*Document extract*.
* * *
However, regarding the European Macaronesia islands (Azores, Madeira, and Canary) no comprehensive study has been made concerning the relationship between ARs and extreme precipitation. To do so, we have analysed recorded daily precipitation from different locations in the different European Macaronesia islands and computed the percentiles into 10% bins.

Regarding the ARs database we have used the method of Guan and Waliser et al., (2015) applied to 4 different reanalysis datasets (ERA-Interim; CFSR; MERRA2 and NCEP/NCAR). The use of multiple reanalyses is necessary to ensure more robust results since the Atlantic islands are relatively small and therefore changes in the resolution of the reanalysis datasets could influence the results.
* * *
*Listing*.
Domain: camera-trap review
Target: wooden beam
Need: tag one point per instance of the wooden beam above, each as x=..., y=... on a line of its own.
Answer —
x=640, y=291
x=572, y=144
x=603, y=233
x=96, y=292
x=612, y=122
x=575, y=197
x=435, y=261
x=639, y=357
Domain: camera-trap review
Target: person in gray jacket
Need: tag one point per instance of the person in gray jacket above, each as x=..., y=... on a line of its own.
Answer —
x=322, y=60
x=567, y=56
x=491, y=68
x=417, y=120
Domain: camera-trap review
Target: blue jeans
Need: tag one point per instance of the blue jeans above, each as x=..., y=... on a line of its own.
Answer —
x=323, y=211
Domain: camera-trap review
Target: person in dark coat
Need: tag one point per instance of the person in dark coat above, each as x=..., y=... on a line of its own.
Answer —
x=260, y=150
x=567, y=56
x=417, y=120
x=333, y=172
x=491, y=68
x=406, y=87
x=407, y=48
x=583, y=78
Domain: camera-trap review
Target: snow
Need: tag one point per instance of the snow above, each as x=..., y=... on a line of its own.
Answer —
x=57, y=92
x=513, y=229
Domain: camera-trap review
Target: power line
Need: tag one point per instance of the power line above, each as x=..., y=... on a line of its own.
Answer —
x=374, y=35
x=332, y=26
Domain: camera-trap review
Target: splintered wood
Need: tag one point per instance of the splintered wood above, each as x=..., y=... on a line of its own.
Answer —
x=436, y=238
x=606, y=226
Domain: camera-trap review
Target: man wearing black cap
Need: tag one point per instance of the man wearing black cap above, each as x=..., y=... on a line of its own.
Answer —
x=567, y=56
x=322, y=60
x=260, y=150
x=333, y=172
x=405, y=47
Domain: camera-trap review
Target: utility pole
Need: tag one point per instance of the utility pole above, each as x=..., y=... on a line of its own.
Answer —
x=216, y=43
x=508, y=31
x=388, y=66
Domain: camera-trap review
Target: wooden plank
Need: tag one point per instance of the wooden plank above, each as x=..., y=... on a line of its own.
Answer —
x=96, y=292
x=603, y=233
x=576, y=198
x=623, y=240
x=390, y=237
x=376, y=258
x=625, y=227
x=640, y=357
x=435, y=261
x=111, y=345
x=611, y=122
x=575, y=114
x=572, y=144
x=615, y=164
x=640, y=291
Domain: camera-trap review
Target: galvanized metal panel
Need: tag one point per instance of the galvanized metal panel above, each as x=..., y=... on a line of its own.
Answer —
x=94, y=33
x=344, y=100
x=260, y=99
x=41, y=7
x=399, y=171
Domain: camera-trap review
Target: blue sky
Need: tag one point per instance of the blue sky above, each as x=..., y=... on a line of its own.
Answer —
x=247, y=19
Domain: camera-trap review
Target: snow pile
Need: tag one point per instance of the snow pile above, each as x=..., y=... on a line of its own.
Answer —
* * *
*Problems to work on*.
• a. Condense the paragraph of the passage on Macaronesian precipitation that begins "Regarding the ARs database" into a short list, keeping its main facts.
• b. Reproduce the part of the passage on Macaronesian precipitation between "Regarding the ARs" and "influence the results.", inclusive.
The material that comes with this passage is not needed for any of the work here.

*Solutions for each task*.
• a.
- AR database method: Guan and Waliser et al. (2015)
- Applied to four reanalysis datasets: ERA-Interim, CFSR, MERRA2, and NCEP/NCAR
- Reason for using several reanalyses: more robust results, since the Atlantic islands are relatively small and changes in reanalysis resolution could influence the results

• b.
Regarding the ARs database we have used the method of Guan and Waliser et al., (2015) applied to 4 different reanalysis datasets (ERA-Interim; CFSR; MERRA2 and NCEP/NCAR). The use of multiple reanalyses is necessary to ensure more robust results since the Atlantic islands are relatively small and therefore changes in the resolution of the reanalysis datasets could influence the results.